Trecho do documento >>
++++++

Como conclusão, podemos estimar, com muita preocupação, que a situação seguramente se agravou no primeiro trimestre de 2021, visto que a pesquisa foi realizada na vigência do Auxílio Emergencial de 2020. Embora seu valor tenha sido reduzido à metade no quarto trimestre do ano, a pesquisa mostra que a sua concessão atenuou os impactos da perda de renda durante a pandemia, o que se torna mais claro se os domicílios com beneficiários do Auxílio Emergencial são comparados com a situação dos domicílios beneficiados pelo programa Bolsa Família.

O retorno do Auxílio Emergencial no segundo trimestre de 2021, conforme a autorização concedida pelo Legislativo, será limitado a 44 bilhões de Reais de custo total em 2021, enquanto pagou quase 388 bilhões de Reais em 2020. Isto já bastaria, sem maiores detalhamentos, para demonstrar cabalmente que o impacto do novo Auxílio Emergencial será consideravelmente menor no combate à insegurança alimentar, porque o valor, o prazo de concessão e o número de beneficiários foram reduzidos.

++++++

Material fornecido >>

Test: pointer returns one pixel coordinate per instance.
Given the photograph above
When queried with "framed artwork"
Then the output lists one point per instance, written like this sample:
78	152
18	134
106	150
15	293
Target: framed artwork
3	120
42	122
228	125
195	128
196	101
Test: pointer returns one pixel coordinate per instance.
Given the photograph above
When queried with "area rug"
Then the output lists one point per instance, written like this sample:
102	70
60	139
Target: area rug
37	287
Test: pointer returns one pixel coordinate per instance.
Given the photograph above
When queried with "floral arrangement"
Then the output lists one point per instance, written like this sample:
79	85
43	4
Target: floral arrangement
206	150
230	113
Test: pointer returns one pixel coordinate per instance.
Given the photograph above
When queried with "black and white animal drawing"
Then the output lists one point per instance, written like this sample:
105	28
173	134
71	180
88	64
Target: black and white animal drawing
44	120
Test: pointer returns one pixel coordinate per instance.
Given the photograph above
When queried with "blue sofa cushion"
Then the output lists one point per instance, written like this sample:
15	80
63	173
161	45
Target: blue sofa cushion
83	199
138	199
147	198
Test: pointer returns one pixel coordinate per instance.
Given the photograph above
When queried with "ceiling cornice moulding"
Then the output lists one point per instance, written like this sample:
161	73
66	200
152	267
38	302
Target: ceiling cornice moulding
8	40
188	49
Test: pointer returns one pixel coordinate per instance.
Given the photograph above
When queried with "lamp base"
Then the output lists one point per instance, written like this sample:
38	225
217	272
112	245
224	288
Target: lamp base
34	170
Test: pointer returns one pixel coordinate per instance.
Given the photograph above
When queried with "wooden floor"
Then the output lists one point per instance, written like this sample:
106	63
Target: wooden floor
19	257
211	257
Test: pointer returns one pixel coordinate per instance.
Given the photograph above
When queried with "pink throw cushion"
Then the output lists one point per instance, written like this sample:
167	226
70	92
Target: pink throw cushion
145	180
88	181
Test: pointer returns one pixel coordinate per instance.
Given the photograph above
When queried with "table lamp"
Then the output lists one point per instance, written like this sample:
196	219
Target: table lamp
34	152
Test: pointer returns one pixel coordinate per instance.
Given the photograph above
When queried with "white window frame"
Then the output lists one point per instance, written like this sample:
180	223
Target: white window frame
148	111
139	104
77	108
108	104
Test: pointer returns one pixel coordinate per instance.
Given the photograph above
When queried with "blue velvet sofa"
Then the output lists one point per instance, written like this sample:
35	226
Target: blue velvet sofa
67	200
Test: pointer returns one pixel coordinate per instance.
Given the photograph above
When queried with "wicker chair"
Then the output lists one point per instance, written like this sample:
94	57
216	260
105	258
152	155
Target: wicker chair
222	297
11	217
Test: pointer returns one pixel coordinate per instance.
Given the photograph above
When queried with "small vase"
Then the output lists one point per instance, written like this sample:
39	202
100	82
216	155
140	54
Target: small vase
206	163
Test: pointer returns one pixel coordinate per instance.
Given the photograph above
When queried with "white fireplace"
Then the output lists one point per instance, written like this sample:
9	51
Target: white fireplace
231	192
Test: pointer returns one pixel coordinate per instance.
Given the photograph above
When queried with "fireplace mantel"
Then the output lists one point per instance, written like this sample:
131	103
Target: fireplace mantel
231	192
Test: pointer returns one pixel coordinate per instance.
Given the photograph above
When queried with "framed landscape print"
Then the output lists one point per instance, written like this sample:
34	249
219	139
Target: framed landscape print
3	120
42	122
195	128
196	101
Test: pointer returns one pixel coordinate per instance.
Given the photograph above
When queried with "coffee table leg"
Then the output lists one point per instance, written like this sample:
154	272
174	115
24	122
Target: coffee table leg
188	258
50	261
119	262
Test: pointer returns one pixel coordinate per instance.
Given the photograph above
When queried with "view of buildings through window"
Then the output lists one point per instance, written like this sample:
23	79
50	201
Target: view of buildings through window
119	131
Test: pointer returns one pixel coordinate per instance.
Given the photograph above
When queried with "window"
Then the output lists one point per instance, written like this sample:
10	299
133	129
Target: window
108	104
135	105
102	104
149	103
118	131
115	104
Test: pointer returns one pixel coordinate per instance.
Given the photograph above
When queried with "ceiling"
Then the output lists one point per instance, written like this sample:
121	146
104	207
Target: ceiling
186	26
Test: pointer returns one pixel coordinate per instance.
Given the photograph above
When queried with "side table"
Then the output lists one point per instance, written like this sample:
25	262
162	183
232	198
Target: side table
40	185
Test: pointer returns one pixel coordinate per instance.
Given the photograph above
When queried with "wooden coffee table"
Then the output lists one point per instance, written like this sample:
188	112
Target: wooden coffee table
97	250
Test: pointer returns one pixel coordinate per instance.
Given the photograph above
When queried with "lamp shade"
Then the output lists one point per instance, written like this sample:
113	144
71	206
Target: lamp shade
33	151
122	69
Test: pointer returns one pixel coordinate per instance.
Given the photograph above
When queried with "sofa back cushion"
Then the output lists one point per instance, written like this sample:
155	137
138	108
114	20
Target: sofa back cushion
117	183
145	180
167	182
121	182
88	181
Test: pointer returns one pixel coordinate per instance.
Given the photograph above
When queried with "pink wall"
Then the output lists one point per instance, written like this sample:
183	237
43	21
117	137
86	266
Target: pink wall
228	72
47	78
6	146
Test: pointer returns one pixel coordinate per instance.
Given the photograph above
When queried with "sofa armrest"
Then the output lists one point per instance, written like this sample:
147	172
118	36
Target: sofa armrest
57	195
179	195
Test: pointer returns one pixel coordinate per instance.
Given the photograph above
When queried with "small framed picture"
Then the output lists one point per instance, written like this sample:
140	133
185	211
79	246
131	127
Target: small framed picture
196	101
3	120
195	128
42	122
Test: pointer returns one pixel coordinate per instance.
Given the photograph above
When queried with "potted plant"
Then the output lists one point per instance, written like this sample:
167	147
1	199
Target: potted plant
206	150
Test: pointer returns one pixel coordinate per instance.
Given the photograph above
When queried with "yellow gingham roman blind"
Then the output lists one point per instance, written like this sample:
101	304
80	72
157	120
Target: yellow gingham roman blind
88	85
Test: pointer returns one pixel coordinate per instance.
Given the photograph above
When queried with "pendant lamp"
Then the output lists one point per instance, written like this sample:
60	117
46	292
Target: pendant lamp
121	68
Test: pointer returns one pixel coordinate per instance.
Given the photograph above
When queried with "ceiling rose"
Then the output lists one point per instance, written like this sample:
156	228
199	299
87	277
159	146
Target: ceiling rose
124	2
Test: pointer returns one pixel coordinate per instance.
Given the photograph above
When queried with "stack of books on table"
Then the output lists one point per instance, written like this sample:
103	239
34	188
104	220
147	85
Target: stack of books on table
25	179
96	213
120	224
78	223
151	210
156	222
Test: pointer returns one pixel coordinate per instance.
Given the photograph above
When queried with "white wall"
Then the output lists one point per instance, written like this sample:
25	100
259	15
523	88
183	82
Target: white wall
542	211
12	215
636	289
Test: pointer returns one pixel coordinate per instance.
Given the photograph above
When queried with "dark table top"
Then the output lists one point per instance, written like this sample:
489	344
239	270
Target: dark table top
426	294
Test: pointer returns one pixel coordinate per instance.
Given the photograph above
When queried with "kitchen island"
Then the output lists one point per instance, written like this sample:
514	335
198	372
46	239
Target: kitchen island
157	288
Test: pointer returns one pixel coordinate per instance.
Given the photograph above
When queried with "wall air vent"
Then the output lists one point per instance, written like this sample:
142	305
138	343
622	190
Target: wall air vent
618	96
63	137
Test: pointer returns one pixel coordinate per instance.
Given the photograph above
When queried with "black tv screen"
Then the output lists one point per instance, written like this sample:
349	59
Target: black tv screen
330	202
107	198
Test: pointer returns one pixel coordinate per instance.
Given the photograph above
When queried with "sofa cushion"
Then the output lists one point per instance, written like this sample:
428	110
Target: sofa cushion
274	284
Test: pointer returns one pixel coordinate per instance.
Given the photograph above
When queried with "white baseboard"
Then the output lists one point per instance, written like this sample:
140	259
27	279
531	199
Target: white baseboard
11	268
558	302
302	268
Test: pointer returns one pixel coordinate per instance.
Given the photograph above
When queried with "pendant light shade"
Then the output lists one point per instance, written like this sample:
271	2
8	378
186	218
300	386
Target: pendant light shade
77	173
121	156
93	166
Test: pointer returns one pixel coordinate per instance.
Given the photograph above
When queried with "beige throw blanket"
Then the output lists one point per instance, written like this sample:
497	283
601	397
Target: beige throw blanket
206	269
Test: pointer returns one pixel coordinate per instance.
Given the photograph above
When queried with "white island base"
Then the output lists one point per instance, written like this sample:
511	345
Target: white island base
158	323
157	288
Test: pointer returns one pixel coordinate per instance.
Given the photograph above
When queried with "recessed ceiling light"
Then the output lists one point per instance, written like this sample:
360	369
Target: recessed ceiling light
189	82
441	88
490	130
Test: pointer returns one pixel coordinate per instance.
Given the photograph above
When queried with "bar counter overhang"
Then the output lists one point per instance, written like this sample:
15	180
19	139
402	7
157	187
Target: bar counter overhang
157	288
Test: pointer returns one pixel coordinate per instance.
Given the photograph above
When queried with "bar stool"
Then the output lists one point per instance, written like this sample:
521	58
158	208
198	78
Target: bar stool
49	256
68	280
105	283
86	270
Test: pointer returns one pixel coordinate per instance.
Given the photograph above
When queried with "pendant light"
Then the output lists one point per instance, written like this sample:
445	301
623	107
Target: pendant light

++++++

Tarefas do exercício >>
(1) Liste os aspectos do novo Auxílio Emergencial que, segundo o trecho sobre o Auxílio Emergencial, foram reduzidos.
(2) De acordo com o trecho sobre o Auxílio Emergencial, por que a situação seguramente se agravou no primeiro trimestre de 2021? Responda em uma ou duas frases.
(3) Retome o trecho sobre o Auxílio Emergencial e a insegurança alimentar a partir da última frase apresentada.

Respostas das tarefas >>
(1) O valor, o prazo de concessão e o número de beneficiários.

(2) A pesquisa foi realizada durante a vigência do Auxílio Emergencial de 2020, cuja concessão atenuou os impactos da perda de renda na pandemia. Por isso, a situação posterior à pesquisa tende a ser pior.

(3)
A tendência clara é de aprofundamento da fome entre os mais severamente atingidos pelo desastre econômico – os informais, os “empreendedores de si mesmos”, os desempregados, os desalentados -, ao menos durante o primeiro semestre de 2021. O retorno do Auxílio Emergencial foi tardio e insuficiente[2].

Ademais, por variadas causas, o preço dos alimentos tem subido consideravelmente acima da inflação oficial, que de alguma forma baliza os dissídios dos trabalhadores formais. Estes, especialmente os de menor remuneração, também estão sendo atingidos por algum nível de insegurança alimentar. Mesmo os lares sustentados por aposentados – menos atingidos hoje pela insegurança alimentar – sofrerão mais no futuro, em razão dos impactos da reforma da previdência, que dificulta a concessão e reduz o valor dos benefícios, chegando em alguns casos a repor apenas 50% do salário médio de contribuição sob a forma de benefício previdenciário.

Somem-se a isso os efeitos da política de austericídio, que insiste em cortar o orçamento fiscal para garantir folga para o pagamento de juros aos detentores da dívida pública. Diversos estudos, feitos por pesquisadores do Instituto de Economia da UNICAMP [3] e também de outros centros de estudos, vêm demonstrando os impactos perversos dessa política de busca do equilíbrio fiscal e da estabilidade de preços a qualquer custo sobre a parcela mais frágil da população, que o estudo do IELA-FUB aponta que vem crescendo e se empobrecendo ainda mais, de forma avassaladora.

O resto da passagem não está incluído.